TEXT SHOWN:

This clock tells the time - hours, mins, and seconds using 3 analogue voltmeters. A PIC16F628A microcontroller is used to display the time by varying the voltage to each voltmeter and also provides very basic timekeeping. The Microcontroller code is written in Picbasic Pro 3.
Accurate time is maintained by synchronising the clock to my Master Clock that is synchronised to a radio "atomic" clock.
I purchased a kit of parts from Alan's site and decided to change the design quite a bit and give the clock a retro industrial look.
I had a different version of Picbasic to the original code so first of all I had to convert it to run on PICBasic Pro version 3.
I added the following.
Switched display On and Off (keeping battery backup as per Alan's design) but also allows me to turn meters Off in full power mode whilst still keeping track of time.
Synchronization to my Master Clock every 30 seconds
Synchronized LED & Re-Synch LED
Synchronization On & Off
Transistor voltmeter drivers
The clock also has a chime board but this is completely separate from the clock and is controlled by my Master Clock so is not covered here.
If you want to see details of this board have a look at my Voltmeter Clock page for details.
In my latest clock I now use a sound board from Adafruit this is far more configurable and has CD quality sound.
Step 1: Design
I wanted an industrial/laboratory look to my clock so for the base I used a large lump of mahogany that had been laying around my workshop for years. I used off cuts to make the frame for the clear plastic cover (purchased from Ebay) and also for the panel meter decorative strips. All these were cut to size on my table saw. See pics 1 & 2
I wanted to use 7.2 x 7.2 (2.8" x 2.8") square 240° display panel meters (pic 3 right) as these displays give a far greater separation between digits but these were very expensive. You may be able to pick up cheap 2nd hand meters from Ebay. Instead I used far cheaper 7.2 x 7.2 (2.8" x 2.8") square 90° display panel meters (pic 3 left) new from Ebay Hong Kong. You can of course use any panel meter you like including horizontal or vertical mounting edgewise panel meters (pic 4). Pic 5 shows the original meter on the left and meters with modified dials on the right.
The three meters are mounted together at the rear of the cases using aluminium angle top and bottom. The meter assembly is then bolted to the mahogany base from the rear by a pair of brackets. This gives the impression that they are floating over the case. To keep in with the industrial look I used large push and toggle switches on the control panel mounted beneath the display. see pic 6 for display, indicators and control panel layout.
Pic 9 shows the aluminium angle running top and bottom of the 3 meters with the meter fixing bolts clamping the meters to the aluminium angle. The 2 meter fixing brackets and studs can be seen protruding from the lower aluminium angle. These are fixed through the mahogany base with studding.

OBJECTIVE: Set down the passage of the voltmeter clock description starting with "I added the" and going on through "not covered here.".

Entries on locating named things:
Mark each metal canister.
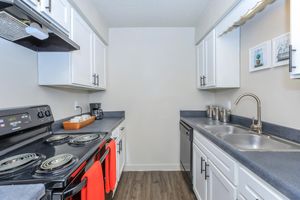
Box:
[212,106,220,120]
[220,108,231,123]
[206,105,214,118]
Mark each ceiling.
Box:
[89,0,209,27]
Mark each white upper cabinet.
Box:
[71,9,93,86]
[289,0,300,78]
[39,0,71,33]
[38,9,106,90]
[203,30,216,87]
[197,27,240,89]
[93,34,106,89]
[196,41,206,88]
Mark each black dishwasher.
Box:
[180,121,193,188]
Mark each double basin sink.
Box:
[198,123,300,152]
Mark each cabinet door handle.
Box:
[45,0,52,13]
[97,74,99,86]
[201,157,205,174]
[200,76,203,86]
[289,45,296,73]
[204,162,209,180]
[93,74,96,85]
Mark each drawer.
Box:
[194,131,238,185]
[238,167,287,200]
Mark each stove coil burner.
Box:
[0,153,43,176]
[46,135,69,143]
[70,134,100,145]
[36,154,77,174]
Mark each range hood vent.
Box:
[0,0,80,52]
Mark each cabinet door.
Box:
[193,144,207,200]
[71,9,93,86]
[239,168,286,200]
[204,30,216,87]
[41,0,71,32]
[207,160,236,200]
[93,34,106,89]
[196,41,206,88]
[290,0,300,78]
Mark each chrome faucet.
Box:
[235,93,262,134]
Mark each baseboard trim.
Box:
[124,164,181,171]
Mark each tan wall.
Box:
[195,0,239,43]
[90,28,213,170]
[70,0,108,43]
[216,0,300,129]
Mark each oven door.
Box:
[50,148,108,200]
[180,122,193,188]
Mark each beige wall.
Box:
[90,28,213,170]
[195,0,240,43]
[70,0,108,43]
[216,0,300,129]
[0,39,88,119]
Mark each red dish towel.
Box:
[81,161,105,200]
[105,140,117,193]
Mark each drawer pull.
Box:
[204,163,209,180]
[201,157,205,174]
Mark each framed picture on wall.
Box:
[272,33,290,67]
[249,41,272,72]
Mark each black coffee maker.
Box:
[90,103,103,120]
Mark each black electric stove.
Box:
[0,106,110,199]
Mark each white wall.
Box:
[195,0,240,43]
[70,0,108,43]
[216,0,300,129]
[0,39,88,119]
[90,28,213,170]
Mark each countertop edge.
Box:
[180,117,300,199]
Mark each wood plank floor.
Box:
[113,172,196,200]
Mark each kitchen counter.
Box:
[180,113,300,199]
[52,111,125,134]
[0,184,45,200]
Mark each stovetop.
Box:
[0,133,110,188]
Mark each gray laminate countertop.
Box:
[52,112,125,134]
[181,117,300,200]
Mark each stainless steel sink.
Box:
[219,134,300,151]
[204,125,300,152]
[204,125,250,136]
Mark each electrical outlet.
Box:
[74,101,79,110]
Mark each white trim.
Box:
[124,164,181,171]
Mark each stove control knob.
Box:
[38,111,44,119]
[45,110,51,117]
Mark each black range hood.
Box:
[0,0,80,52]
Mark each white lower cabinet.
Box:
[193,144,207,200]
[193,131,237,200]
[207,160,236,200]
[111,122,126,195]
[193,130,288,200]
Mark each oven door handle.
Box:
[61,178,87,199]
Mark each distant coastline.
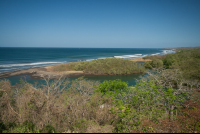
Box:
[0,58,151,79]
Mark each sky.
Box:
[0,0,200,48]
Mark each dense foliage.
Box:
[144,48,200,80]
[54,58,145,75]
[0,49,200,133]
[0,67,200,133]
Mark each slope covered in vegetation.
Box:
[0,47,200,133]
[53,58,145,75]
[144,48,200,80]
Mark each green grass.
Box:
[54,58,145,75]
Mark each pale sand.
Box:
[0,58,151,79]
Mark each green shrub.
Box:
[143,61,153,69]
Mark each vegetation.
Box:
[0,49,200,133]
[0,66,200,133]
[54,58,145,75]
[144,48,200,80]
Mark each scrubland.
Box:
[0,49,200,133]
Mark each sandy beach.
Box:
[0,58,151,79]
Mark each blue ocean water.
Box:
[0,47,175,73]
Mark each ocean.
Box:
[0,47,175,85]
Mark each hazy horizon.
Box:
[0,0,200,48]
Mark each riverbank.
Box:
[0,58,150,79]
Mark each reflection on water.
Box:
[0,74,145,86]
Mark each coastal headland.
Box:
[0,58,151,79]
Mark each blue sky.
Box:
[0,0,200,48]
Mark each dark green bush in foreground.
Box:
[0,67,200,133]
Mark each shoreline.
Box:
[0,58,151,79]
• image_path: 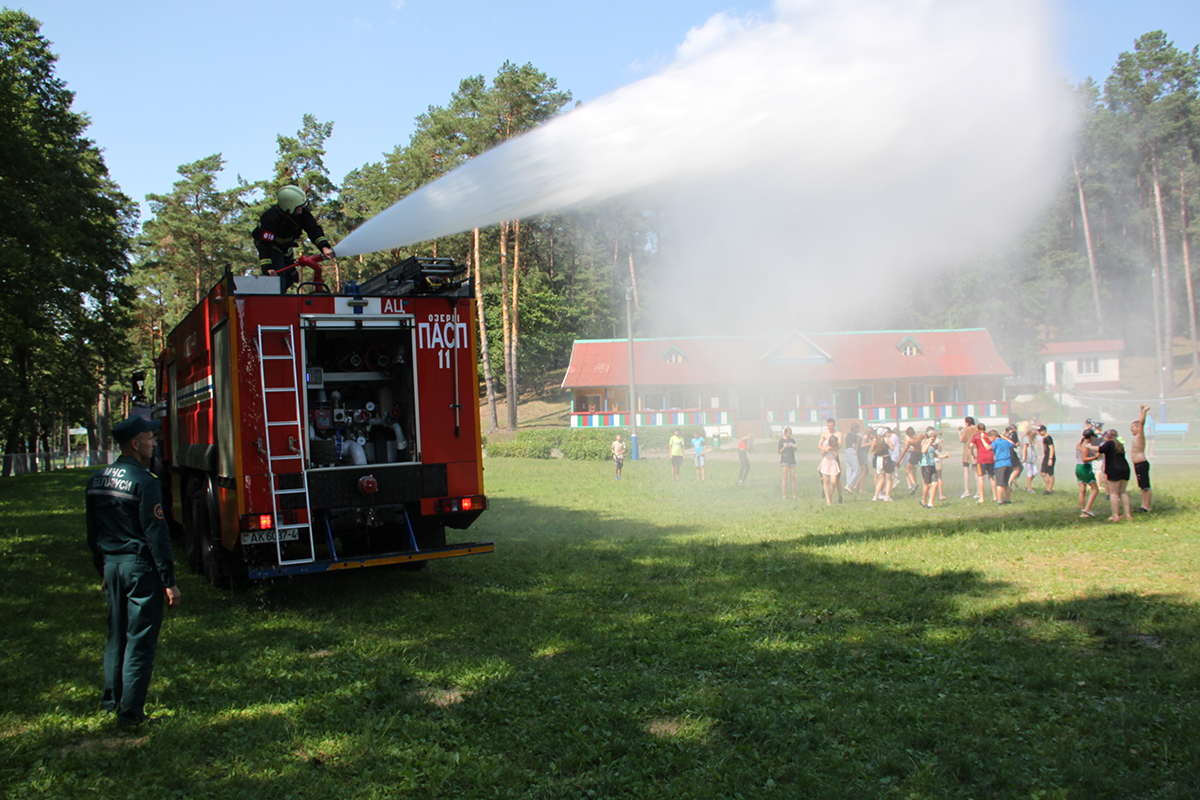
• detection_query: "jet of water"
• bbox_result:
[336,0,1074,316]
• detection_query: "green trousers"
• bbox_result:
[100,555,166,724]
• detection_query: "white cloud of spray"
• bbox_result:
[337,0,1073,332]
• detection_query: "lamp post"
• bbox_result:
[1054,361,1067,434]
[625,285,637,461]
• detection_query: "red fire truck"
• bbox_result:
[155,258,493,583]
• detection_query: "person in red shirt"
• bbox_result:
[971,423,996,503]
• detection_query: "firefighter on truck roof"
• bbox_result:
[251,186,334,291]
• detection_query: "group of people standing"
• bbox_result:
[1075,405,1153,522]
[772,405,1152,522]
[638,405,1151,522]
[779,419,947,509]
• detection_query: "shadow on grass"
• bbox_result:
[0,470,1200,798]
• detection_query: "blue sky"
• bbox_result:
[11,0,1200,221]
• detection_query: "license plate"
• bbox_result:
[241,528,300,545]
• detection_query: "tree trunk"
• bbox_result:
[1150,151,1175,389]
[508,219,521,431]
[500,222,517,431]
[629,236,642,309]
[470,228,500,433]
[1075,155,1104,336]
[1180,169,1200,378]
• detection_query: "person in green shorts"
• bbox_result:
[1075,428,1100,517]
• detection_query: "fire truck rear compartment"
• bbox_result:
[304,328,416,468]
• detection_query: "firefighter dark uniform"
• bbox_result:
[86,417,175,724]
[251,205,332,289]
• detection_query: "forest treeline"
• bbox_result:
[0,10,1200,462]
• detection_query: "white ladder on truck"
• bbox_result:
[258,325,317,566]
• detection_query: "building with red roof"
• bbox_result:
[563,327,1013,433]
[1038,339,1124,392]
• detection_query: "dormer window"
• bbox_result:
[662,348,688,363]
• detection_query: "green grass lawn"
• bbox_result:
[0,456,1200,799]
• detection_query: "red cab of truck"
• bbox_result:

CORRECT RESPONSE:
I added the following.
Switched display On and Off (keeping battery backup as per Alan's design) but also allows me to turn meters Off in full power mode whilst still keeping track of time.
Synchronization to my Master Clock every 30 seconds
Synchronized LED & Re-Synch LED
Synchronization On & Off
Transistor voltmeter drivers
The clock also has a chime board but this is completely separate from the clock and is controlled by my Master Clock so is not covered here.